━━ DATASET ROWS

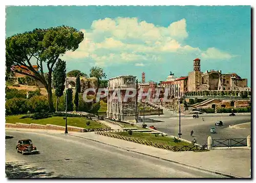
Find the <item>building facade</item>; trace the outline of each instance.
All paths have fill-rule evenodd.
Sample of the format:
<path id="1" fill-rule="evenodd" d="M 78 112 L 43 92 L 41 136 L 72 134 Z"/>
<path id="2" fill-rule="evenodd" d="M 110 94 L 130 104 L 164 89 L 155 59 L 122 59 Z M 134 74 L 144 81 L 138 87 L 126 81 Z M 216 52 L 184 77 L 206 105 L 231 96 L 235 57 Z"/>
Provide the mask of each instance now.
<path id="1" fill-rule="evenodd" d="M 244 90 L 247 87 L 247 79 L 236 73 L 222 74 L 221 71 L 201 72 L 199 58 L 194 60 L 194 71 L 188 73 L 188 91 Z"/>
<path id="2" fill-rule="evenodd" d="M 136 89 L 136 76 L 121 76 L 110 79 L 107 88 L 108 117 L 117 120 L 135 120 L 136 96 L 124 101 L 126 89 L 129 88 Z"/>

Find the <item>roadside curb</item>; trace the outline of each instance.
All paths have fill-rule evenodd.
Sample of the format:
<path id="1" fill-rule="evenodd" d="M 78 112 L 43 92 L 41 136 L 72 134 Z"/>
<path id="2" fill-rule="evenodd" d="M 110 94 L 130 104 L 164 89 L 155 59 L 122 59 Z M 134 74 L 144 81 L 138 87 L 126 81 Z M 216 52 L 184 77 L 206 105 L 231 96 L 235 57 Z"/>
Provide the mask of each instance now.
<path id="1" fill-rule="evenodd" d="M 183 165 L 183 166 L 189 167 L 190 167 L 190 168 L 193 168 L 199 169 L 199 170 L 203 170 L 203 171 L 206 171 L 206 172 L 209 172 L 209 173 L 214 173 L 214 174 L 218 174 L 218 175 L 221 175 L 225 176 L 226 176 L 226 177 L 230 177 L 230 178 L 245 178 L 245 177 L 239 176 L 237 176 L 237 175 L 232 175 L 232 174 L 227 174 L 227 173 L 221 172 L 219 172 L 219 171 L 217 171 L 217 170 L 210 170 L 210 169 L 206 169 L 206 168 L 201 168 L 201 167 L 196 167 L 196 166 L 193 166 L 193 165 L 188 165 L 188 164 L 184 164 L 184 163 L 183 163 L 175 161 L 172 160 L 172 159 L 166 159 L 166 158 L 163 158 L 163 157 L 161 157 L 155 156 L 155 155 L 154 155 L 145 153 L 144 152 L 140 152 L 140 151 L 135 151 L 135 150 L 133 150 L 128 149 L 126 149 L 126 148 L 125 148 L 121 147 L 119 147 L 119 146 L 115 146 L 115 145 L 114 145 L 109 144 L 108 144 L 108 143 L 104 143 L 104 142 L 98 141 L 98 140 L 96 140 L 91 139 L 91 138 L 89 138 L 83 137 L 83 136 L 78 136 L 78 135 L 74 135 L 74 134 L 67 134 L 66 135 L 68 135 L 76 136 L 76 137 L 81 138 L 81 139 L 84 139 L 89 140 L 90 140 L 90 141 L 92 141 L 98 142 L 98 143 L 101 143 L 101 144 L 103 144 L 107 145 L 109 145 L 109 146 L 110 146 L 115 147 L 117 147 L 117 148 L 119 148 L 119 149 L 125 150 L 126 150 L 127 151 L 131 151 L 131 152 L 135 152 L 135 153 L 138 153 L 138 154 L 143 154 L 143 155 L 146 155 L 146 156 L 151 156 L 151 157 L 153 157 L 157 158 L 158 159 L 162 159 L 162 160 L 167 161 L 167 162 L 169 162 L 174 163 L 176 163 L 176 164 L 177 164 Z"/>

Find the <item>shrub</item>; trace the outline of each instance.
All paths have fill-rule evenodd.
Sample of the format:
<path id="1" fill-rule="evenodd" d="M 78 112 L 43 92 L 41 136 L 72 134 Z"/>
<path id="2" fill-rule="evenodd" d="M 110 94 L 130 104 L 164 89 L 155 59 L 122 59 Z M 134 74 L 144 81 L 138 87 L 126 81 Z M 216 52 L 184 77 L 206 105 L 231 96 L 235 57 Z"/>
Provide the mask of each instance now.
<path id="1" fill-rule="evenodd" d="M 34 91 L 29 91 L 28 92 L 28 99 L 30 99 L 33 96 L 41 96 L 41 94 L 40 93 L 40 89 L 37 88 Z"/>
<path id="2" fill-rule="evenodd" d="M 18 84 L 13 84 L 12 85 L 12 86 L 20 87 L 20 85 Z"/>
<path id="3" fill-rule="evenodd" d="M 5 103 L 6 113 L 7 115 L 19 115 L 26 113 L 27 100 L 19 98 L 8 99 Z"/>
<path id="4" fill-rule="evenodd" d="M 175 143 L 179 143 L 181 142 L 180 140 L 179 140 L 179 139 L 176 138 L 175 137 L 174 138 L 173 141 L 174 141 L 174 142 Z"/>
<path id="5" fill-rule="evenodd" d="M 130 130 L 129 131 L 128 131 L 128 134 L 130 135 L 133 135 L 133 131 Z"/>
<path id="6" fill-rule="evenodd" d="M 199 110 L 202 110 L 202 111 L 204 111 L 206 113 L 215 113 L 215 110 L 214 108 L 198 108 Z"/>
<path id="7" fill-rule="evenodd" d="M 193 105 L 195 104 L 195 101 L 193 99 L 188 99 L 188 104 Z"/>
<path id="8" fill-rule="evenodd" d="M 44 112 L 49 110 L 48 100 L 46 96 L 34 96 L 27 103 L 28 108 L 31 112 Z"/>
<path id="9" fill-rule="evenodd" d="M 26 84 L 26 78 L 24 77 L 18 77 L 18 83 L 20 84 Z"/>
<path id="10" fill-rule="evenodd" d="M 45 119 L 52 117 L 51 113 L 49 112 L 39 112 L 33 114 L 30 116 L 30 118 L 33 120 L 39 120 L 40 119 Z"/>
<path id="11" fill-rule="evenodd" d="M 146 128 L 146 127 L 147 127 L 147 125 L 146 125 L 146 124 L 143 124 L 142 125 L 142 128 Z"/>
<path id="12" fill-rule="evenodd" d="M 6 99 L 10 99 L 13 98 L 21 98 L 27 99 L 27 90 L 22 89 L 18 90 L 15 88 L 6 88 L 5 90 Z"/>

━━━━

(PROBLEM DESCRIPTION):
Above are records to transcribe exactly; leave their pictures out.

(SOLUTION TO THIS PROBLEM):
Find the <item>building facade</item>; trace the outline of each instance.
All paths have fill-rule evenodd.
Sample of the format:
<path id="1" fill-rule="evenodd" d="M 78 112 L 43 92 L 41 136 L 72 134 Z"/>
<path id="2" fill-rule="evenodd" d="M 110 94 L 130 104 L 164 89 L 155 59 L 122 59 Z M 134 74 L 144 81 L 138 87 L 126 81 Z M 216 52 L 184 77 L 206 105 L 231 96 L 235 57 Z"/>
Provide the mask of each instance now.
<path id="1" fill-rule="evenodd" d="M 244 90 L 247 87 L 247 79 L 236 73 L 222 74 L 221 71 L 201 72 L 199 58 L 194 60 L 194 71 L 188 73 L 188 91 Z"/>
<path id="2" fill-rule="evenodd" d="M 136 89 L 136 76 L 121 76 L 110 79 L 107 88 L 108 117 L 117 120 L 135 120 L 136 96 L 124 101 L 126 89 L 129 88 Z"/>

Find the <item>roadside curb</item>; trace the outline of each instance.
All paths have fill-rule evenodd.
Sample of the format:
<path id="1" fill-rule="evenodd" d="M 78 112 L 43 92 L 41 136 L 72 134 Z"/>
<path id="2" fill-rule="evenodd" d="M 110 94 L 130 104 L 164 89 L 155 59 L 122 59 Z M 134 74 L 144 81 L 138 87 L 126 81 Z M 216 52 L 184 77 L 206 105 L 231 96 L 235 57 Z"/>
Provide the mask of each instance now.
<path id="1" fill-rule="evenodd" d="M 183 165 L 183 166 L 189 167 L 190 167 L 190 168 L 193 168 L 199 169 L 199 170 L 203 170 L 203 171 L 206 171 L 206 172 L 209 172 L 209 173 L 214 173 L 214 174 L 218 174 L 218 175 L 221 175 L 225 176 L 226 176 L 226 177 L 230 177 L 230 178 L 245 178 L 245 177 L 239 176 L 237 176 L 237 175 L 232 175 L 232 174 L 227 174 L 227 173 L 221 172 L 219 172 L 219 171 L 217 171 L 217 170 L 210 170 L 210 169 L 206 169 L 206 168 L 201 168 L 201 167 L 196 167 L 196 166 L 193 166 L 193 165 L 188 165 L 188 164 L 184 164 L 184 163 L 183 163 L 175 161 L 172 160 L 172 159 L 166 159 L 166 158 L 163 158 L 163 157 L 161 157 L 155 156 L 155 155 L 154 155 L 145 153 L 144 152 L 140 152 L 140 151 L 135 151 L 135 150 L 133 150 L 128 149 L 126 149 L 126 148 L 125 148 L 121 147 L 119 147 L 119 146 L 115 146 L 115 145 L 114 145 L 109 144 L 108 144 L 108 143 L 104 143 L 104 142 L 98 141 L 98 140 L 96 140 L 91 139 L 91 138 L 89 138 L 83 137 L 83 136 L 78 136 L 78 135 L 74 135 L 74 134 L 67 134 L 66 135 L 68 135 L 76 136 L 76 137 L 81 138 L 81 139 L 84 139 L 89 140 L 90 140 L 90 141 L 92 141 L 98 142 L 98 143 L 101 143 L 101 144 L 103 144 L 107 145 L 109 145 L 109 146 L 110 146 L 115 147 L 117 147 L 117 148 L 119 148 L 119 149 L 125 150 L 126 150 L 127 151 L 131 151 L 131 152 L 135 152 L 135 153 L 138 153 L 138 154 L 143 154 L 143 155 L 146 155 L 146 156 L 151 156 L 151 157 L 153 157 L 157 158 L 158 159 L 162 159 L 162 160 L 167 161 L 167 162 L 169 162 L 174 163 L 176 163 L 176 164 L 177 164 Z"/>

Find the <item>shrub</item>; trace the outline of each instance.
All paths have fill-rule evenodd.
Sample of the format:
<path id="1" fill-rule="evenodd" d="M 78 112 L 43 92 L 41 136 L 72 134 Z"/>
<path id="2" fill-rule="evenodd" d="M 110 94 L 130 104 L 164 89 L 155 59 L 122 59 Z M 134 74 L 144 81 L 138 87 L 126 81 Z M 216 52 L 184 77 L 206 105 L 231 96 L 235 57 Z"/>
Provide the mask of each instance now.
<path id="1" fill-rule="evenodd" d="M 34 91 L 29 91 L 28 92 L 28 99 L 30 99 L 33 96 L 41 96 L 41 94 L 40 93 L 40 89 L 37 88 Z"/>
<path id="2" fill-rule="evenodd" d="M 18 84 L 13 84 L 12 85 L 12 86 L 20 87 L 20 85 Z"/>
<path id="3" fill-rule="evenodd" d="M 5 103 L 6 113 L 7 115 L 19 115 L 26 113 L 27 100 L 19 98 L 8 99 Z"/>
<path id="4" fill-rule="evenodd" d="M 175 143 L 179 143 L 181 142 L 180 140 L 179 140 L 179 139 L 176 138 L 175 137 L 174 138 L 173 141 L 174 141 L 174 142 Z"/>
<path id="5" fill-rule="evenodd" d="M 130 130 L 129 131 L 128 131 L 128 134 L 130 135 L 133 135 L 133 131 Z"/>
<path id="6" fill-rule="evenodd" d="M 199 110 L 202 110 L 202 111 L 204 111 L 206 113 L 215 113 L 215 110 L 214 108 L 198 108 Z"/>
<path id="7" fill-rule="evenodd" d="M 193 105 L 195 104 L 195 101 L 193 99 L 188 99 L 188 104 Z"/>
<path id="8" fill-rule="evenodd" d="M 44 112 L 49 110 L 48 100 L 46 96 L 34 96 L 27 103 L 28 108 L 31 112 Z"/>
<path id="9" fill-rule="evenodd" d="M 26 84 L 26 78 L 24 77 L 18 77 L 18 83 L 20 84 Z"/>
<path id="10" fill-rule="evenodd" d="M 45 119 L 52 117 L 51 113 L 49 112 L 39 112 L 33 114 L 30 116 L 30 118 L 33 120 L 39 120 L 40 119 Z"/>
<path id="11" fill-rule="evenodd" d="M 146 128 L 146 127 L 147 127 L 147 125 L 146 125 L 146 124 L 143 124 L 142 125 L 142 128 Z"/>
<path id="12" fill-rule="evenodd" d="M 6 99 L 10 99 L 13 98 L 21 98 L 27 99 L 27 90 L 22 89 L 18 90 L 15 88 L 6 88 L 5 90 Z"/>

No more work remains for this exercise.